▸ The request:
Return exactly the span of lines that opens with the line containing "the white shirt" and closes with the last line of the data, inclusive.

— START OF Provided material —

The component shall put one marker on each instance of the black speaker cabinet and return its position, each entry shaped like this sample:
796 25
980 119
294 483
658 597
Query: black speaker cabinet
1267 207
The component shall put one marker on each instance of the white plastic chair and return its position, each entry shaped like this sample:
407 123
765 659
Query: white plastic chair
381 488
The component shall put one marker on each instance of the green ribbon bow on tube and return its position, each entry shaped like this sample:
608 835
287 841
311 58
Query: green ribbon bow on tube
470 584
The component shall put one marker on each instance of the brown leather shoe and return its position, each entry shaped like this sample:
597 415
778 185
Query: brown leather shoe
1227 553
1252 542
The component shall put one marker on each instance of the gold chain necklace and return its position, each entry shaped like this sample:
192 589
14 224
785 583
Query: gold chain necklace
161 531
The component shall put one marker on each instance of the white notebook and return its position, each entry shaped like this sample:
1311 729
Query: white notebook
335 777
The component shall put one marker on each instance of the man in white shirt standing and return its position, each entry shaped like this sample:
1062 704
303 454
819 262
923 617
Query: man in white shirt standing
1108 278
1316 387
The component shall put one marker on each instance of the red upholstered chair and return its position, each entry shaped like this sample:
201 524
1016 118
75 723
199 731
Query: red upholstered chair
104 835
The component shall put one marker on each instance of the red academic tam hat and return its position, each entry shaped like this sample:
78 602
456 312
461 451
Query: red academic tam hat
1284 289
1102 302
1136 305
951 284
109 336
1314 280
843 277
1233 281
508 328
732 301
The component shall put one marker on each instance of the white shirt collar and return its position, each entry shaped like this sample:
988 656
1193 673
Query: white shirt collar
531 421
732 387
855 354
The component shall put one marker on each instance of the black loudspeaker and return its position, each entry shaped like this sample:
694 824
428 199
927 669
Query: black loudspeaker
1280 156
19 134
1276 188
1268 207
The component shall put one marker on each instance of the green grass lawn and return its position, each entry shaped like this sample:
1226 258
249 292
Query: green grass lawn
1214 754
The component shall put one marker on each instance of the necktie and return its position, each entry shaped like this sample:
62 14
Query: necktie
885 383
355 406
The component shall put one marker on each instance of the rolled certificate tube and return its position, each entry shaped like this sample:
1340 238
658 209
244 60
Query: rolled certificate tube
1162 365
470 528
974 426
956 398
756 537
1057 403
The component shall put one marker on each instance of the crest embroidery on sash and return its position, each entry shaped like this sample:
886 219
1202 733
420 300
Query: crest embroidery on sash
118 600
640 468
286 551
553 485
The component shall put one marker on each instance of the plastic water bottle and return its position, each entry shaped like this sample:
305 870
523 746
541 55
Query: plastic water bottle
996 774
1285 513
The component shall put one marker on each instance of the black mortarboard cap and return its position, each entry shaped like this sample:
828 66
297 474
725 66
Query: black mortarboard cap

— END OF Provided material —

▸ Final result:
The component shall put one marker on each instance of the white shirt collar and return its position, each entry shaped like this sample:
988 656
1193 673
Query: white shirt collar
531 421
732 387
855 354
The component shall put one marker on each instance of the black loudspeaker and return its position, each entry shaped like this sample:
694 824
428 199
927 669
Query: black loudspeaker
1280 156
19 134
1276 188
1268 207
The component shall put one marker on each instance of the green grass lawn and return its position, each entry shaped like this sample:
1226 258
249 292
Query: green grass lawn
1214 754
The component shall put one marker on each instance of the necktie and return its position, each entry shaped like this sample:
62 14
Query: necktie
885 383
355 406
The component shall put one marker on each instance of the rolled certificate tube and return its position, each entry shaped like this sample:
1340 238
658 209
244 60
Query: rolled certificate tube
1162 365
470 528
974 426
956 398
756 537
1057 403
The component shall put one marker on each instance of the crest embroidery on sash and return its position, each entry shaped like this sample:
886 219
1202 733
420 300
Query: crest embroidery on sash
118 600
640 468
286 551
553 485
The component shall put one marker on each instance of the plastic water bottle and return its position, each entry shaped like this sample:
305 870
523 746
541 55
Query: plastic water bottle
996 774
1285 513
The component shall put one marker on each instance of the black mortarboard cap and return its position, each entry shaped like this sample:
828 66
297 474
725 66
Query: black mortarboard cap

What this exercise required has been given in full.